◆ DATA FOR ANALYSIS:
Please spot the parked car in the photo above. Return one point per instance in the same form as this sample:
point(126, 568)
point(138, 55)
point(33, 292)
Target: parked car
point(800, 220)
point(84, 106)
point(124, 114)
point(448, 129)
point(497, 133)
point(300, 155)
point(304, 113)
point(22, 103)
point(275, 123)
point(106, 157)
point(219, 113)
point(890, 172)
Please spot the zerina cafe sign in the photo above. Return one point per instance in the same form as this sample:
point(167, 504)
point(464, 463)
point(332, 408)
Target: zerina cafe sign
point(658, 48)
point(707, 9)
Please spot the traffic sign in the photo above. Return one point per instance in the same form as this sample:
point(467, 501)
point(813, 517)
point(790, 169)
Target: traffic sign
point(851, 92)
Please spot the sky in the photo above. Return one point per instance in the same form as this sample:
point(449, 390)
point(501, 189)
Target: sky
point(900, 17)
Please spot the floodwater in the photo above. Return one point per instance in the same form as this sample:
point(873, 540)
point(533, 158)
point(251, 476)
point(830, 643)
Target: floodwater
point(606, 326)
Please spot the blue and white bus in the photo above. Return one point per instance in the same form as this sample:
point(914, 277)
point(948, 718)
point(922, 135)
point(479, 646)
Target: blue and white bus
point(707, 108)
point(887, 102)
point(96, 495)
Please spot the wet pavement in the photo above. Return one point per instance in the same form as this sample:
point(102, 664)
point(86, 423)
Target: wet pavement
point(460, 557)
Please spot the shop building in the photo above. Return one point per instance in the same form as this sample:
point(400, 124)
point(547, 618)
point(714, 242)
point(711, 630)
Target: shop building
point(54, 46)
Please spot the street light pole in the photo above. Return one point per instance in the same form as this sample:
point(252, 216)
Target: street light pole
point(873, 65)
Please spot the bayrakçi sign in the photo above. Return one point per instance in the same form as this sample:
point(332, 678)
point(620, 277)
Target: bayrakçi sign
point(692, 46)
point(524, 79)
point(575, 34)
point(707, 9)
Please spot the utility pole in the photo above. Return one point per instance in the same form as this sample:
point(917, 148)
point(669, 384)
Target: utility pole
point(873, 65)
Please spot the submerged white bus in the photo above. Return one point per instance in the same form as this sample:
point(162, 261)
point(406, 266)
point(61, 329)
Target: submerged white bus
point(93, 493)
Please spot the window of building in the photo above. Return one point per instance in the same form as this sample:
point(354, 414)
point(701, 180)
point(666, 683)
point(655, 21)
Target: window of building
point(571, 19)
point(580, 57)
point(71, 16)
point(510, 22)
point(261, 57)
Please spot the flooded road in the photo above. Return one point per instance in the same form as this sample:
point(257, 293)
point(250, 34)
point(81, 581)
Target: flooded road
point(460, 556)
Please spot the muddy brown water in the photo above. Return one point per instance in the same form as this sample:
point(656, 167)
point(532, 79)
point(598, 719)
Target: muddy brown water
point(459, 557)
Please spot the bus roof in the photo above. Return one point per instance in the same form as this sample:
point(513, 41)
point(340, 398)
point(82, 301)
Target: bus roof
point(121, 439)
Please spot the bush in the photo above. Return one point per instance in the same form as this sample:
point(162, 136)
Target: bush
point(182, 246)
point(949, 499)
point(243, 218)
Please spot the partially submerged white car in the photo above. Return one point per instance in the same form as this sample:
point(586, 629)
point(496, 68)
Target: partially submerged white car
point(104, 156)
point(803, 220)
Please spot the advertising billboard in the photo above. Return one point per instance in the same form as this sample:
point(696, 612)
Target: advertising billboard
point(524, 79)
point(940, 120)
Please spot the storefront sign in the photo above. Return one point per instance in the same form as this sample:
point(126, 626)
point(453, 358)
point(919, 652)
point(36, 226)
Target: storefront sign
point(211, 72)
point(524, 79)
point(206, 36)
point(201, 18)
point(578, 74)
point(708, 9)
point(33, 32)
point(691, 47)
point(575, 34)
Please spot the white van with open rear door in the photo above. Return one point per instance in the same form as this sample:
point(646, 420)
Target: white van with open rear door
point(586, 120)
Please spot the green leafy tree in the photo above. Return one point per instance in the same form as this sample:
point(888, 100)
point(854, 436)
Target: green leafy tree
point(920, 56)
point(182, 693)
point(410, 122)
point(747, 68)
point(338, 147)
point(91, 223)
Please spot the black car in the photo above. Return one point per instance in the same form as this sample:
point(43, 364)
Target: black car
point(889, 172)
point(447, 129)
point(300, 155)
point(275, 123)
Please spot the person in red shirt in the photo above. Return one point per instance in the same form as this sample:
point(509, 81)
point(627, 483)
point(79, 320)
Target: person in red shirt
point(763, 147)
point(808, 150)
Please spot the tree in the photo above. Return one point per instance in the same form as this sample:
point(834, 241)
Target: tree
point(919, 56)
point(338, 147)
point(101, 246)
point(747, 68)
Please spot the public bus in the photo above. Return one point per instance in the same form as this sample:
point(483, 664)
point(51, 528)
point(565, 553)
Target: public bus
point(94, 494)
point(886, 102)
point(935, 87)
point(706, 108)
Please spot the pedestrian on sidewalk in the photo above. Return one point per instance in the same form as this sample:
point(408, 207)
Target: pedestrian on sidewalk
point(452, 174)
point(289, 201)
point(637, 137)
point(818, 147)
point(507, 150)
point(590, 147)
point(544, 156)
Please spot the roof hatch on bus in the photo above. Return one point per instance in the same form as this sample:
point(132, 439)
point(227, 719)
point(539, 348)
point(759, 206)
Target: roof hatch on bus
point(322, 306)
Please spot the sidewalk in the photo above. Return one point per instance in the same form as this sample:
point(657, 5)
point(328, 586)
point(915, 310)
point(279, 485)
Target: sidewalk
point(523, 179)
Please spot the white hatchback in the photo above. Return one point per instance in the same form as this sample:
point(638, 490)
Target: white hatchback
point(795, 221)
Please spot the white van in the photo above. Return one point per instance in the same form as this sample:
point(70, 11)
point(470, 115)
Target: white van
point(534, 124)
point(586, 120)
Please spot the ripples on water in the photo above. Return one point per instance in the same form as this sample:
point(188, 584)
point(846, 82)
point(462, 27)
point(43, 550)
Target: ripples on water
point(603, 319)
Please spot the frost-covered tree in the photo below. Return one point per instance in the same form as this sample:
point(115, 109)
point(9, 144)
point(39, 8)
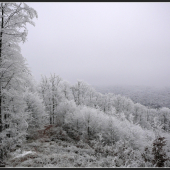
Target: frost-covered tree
point(13, 20)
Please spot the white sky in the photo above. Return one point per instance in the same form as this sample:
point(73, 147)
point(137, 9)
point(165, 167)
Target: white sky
point(101, 43)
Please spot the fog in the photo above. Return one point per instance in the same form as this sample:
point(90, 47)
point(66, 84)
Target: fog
point(101, 43)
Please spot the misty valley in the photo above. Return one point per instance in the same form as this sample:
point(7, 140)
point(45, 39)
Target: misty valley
point(53, 123)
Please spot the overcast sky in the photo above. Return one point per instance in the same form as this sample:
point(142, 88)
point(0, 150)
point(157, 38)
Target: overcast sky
point(103, 43)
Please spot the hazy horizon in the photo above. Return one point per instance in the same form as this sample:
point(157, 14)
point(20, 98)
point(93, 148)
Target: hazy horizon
point(101, 43)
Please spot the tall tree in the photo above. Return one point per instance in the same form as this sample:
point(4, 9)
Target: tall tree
point(13, 20)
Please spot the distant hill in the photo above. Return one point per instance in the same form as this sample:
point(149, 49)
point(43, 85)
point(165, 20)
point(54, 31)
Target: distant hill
point(148, 96)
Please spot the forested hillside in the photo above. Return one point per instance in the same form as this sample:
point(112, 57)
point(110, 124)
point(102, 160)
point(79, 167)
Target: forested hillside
point(149, 96)
point(52, 123)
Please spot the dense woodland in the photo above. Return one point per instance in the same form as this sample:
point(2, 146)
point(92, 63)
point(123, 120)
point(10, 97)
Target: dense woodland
point(52, 123)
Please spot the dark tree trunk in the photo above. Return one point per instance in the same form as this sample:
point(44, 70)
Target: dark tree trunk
point(1, 126)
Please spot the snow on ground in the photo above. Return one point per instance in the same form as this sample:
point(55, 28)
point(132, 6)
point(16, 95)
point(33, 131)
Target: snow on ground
point(24, 153)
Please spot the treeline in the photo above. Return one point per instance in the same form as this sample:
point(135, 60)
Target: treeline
point(102, 120)
point(55, 91)
point(112, 120)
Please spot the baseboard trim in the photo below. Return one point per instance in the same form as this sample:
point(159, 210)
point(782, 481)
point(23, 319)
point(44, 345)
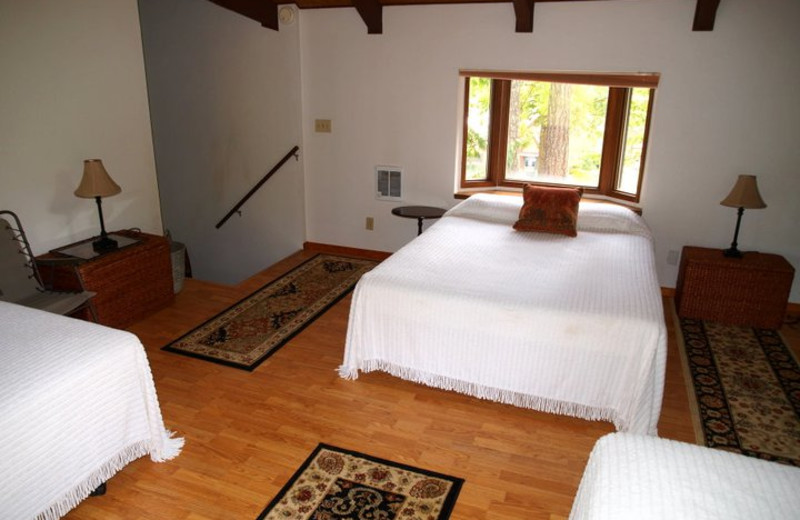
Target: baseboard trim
point(346, 251)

◆ ACTIVITY:
Determine how many lines in the listing above hold the string "below", then write only the number.

◆ RESPONSE TO THIS EXERCISE:
2